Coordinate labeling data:

━━━━━━━━

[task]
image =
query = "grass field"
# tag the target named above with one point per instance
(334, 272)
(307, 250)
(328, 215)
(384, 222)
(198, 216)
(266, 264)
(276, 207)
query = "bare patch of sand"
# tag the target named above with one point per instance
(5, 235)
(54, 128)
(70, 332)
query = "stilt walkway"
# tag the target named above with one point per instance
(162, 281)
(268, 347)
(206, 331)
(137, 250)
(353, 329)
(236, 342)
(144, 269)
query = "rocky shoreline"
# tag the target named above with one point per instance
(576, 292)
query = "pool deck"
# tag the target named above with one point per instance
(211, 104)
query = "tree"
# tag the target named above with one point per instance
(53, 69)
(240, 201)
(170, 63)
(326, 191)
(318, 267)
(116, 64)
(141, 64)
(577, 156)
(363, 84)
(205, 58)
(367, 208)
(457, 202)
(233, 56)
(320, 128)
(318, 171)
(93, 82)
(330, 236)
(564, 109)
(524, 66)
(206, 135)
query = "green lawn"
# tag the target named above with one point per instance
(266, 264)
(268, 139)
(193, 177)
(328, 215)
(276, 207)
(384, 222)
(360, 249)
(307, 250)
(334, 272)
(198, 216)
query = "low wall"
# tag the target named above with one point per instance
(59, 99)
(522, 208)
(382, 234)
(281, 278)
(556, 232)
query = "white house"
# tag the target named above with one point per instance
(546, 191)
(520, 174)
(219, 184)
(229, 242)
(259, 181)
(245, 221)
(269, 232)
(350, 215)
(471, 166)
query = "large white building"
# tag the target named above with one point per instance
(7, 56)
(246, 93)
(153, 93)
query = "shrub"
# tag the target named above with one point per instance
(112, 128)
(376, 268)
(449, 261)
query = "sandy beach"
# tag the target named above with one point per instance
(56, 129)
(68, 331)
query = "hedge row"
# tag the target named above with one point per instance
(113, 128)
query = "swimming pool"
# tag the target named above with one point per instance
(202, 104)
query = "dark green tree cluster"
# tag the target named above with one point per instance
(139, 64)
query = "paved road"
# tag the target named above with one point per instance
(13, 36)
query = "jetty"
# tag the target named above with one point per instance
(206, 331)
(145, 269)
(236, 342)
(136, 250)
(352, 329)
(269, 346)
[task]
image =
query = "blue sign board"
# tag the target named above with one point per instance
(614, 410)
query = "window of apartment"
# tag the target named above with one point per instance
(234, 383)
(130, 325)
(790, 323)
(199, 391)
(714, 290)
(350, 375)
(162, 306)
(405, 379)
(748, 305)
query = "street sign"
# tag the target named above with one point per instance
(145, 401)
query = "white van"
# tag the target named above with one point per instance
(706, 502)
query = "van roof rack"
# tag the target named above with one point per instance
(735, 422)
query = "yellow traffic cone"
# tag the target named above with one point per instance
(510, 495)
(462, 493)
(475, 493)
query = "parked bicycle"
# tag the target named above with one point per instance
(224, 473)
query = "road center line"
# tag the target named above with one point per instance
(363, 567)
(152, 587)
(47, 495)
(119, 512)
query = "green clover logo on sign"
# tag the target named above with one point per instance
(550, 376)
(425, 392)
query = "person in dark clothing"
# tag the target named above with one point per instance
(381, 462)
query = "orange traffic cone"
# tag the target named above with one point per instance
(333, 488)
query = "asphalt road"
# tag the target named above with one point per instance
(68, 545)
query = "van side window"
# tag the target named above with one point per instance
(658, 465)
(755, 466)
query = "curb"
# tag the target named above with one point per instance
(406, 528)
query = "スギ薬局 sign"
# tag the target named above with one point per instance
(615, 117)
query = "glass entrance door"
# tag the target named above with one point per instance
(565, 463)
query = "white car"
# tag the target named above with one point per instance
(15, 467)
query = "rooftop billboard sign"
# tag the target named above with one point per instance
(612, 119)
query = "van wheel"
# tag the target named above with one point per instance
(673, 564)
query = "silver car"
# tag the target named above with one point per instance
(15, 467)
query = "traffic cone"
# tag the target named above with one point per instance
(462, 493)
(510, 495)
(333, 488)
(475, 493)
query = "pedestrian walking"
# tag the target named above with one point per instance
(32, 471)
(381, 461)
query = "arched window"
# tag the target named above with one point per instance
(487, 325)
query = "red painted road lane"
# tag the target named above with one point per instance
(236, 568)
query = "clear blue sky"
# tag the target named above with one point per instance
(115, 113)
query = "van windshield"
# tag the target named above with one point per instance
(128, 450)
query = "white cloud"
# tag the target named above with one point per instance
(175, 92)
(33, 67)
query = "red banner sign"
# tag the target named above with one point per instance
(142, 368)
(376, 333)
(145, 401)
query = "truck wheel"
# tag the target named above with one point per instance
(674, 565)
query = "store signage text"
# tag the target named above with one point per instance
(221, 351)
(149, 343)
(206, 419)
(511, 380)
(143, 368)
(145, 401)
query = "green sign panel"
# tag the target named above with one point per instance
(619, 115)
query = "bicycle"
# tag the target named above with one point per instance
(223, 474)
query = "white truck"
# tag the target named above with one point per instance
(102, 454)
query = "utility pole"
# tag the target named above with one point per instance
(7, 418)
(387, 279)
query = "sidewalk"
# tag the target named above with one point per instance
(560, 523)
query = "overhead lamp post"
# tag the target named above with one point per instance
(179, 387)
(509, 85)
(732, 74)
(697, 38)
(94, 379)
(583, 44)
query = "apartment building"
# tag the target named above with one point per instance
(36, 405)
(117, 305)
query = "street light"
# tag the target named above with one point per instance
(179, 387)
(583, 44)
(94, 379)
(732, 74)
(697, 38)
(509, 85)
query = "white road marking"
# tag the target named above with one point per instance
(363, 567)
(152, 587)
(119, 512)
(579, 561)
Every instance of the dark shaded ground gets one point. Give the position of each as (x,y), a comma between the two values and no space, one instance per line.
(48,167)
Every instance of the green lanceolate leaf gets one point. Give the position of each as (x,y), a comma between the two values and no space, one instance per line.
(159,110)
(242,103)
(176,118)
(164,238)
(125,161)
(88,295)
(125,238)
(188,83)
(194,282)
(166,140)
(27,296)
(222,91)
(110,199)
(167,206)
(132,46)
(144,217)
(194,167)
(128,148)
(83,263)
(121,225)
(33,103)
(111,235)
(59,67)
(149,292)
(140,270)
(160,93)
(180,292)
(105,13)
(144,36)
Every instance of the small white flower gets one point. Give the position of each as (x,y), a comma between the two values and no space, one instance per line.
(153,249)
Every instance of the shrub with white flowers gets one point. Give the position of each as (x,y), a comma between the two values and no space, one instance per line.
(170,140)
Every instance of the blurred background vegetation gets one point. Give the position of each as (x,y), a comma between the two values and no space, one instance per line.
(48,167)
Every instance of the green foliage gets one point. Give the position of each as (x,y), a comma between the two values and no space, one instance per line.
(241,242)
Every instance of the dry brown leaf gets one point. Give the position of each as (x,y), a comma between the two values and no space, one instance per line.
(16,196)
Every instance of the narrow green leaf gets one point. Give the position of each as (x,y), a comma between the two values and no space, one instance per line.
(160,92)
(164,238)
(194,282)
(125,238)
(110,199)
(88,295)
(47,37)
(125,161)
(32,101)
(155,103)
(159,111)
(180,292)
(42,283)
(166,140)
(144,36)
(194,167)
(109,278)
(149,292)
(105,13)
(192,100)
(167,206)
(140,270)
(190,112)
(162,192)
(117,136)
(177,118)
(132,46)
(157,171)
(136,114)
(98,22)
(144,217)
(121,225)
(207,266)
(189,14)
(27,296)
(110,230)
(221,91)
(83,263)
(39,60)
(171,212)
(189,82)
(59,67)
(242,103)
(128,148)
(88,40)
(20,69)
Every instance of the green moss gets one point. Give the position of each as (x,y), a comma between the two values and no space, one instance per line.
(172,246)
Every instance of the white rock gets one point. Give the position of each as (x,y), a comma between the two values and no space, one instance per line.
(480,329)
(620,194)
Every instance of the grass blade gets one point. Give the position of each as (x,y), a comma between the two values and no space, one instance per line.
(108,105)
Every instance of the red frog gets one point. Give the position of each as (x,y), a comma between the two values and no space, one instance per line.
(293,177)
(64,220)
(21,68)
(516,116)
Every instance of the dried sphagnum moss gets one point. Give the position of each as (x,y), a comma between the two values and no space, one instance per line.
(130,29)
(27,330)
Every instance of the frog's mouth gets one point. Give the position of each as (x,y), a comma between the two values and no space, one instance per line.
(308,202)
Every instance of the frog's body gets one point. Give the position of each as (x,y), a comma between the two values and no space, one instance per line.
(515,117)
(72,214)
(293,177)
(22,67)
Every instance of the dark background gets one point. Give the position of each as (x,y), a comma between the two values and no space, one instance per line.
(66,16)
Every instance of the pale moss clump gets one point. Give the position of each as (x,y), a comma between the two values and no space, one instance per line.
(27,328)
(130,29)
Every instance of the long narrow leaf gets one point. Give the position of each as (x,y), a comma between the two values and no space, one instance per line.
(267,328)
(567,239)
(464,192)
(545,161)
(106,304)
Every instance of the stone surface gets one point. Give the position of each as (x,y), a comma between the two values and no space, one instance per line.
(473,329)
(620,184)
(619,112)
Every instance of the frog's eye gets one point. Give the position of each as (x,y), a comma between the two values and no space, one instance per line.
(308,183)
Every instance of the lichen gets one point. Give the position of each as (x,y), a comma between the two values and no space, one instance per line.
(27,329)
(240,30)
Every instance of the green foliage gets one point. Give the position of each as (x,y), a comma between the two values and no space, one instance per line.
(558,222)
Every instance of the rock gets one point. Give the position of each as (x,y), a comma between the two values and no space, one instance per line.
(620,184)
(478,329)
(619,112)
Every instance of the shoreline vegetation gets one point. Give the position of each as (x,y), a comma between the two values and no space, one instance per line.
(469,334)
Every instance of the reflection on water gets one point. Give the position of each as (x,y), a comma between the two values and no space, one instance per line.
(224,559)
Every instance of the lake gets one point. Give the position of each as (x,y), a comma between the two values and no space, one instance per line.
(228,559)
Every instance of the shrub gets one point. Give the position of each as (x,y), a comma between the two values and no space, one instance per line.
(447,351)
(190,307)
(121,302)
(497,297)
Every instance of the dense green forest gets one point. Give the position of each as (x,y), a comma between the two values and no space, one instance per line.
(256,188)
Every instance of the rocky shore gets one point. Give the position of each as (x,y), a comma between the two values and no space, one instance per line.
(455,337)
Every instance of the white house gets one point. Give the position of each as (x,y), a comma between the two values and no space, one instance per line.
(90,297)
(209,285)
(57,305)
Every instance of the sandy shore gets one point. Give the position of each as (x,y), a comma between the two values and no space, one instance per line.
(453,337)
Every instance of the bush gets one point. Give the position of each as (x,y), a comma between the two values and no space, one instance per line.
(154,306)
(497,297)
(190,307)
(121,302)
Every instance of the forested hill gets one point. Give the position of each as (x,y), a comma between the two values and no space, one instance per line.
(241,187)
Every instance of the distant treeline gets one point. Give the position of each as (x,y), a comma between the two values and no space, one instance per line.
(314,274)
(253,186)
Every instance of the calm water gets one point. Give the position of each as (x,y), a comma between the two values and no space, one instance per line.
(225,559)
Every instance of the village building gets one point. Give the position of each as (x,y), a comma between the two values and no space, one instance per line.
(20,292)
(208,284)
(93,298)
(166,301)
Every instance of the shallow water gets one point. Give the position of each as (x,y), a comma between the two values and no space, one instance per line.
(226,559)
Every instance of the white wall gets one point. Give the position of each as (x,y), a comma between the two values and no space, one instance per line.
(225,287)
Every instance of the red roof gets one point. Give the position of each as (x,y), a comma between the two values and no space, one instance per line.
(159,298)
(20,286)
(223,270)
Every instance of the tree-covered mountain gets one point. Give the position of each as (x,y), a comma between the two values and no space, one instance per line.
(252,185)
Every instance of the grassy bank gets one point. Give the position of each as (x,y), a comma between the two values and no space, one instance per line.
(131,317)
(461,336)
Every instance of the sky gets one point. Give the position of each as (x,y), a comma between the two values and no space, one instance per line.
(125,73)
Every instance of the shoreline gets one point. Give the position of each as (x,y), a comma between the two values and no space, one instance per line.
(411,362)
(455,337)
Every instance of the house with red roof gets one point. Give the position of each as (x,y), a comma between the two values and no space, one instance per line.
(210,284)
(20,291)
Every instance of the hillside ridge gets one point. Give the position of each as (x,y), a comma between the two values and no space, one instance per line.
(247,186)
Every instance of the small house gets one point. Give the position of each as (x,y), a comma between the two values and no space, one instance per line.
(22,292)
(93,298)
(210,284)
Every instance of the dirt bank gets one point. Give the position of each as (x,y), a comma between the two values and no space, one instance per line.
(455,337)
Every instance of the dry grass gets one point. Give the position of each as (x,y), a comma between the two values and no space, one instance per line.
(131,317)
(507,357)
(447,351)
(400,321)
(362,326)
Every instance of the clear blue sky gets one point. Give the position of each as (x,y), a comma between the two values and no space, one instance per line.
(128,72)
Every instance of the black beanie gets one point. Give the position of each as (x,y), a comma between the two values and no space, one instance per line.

━━━━━━━━

■ DO THIS
Can you output the lines of the listing from the one containing "Every instance of the dirt" through the end of the listing, both included, as a Markdown table with the columns Row and Line, leaving out blank lines?

■ WORKED ANSWER
| Row | Line |
|---|---|
| 1 | Every instance of the dirt bank gets one point. Give the position of each as (x,y), a comma between the two values and no space, one instance per line. |
| 2 | (455,337) |
| 3 | Every instance of the dry grass gets one point. Give the position of each as (x,y), a comma between the two values and no space, one instance per line. |
| 4 | (131,317) |
| 5 | (507,357) |
| 6 | (447,351) |
| 7 | (400,321) |
| 8 | (362,326) |
| 9 | Every instance of the clear blue sky gets one point. Give the position of each as (x,y), a comma between the two values and no space, one instance per line. |
| 10 | (128,72) |
| 11 | Every instance of the black beanie gets one point. Give the position of each as (x,y), a comma between the two values and no space, one instance per line. |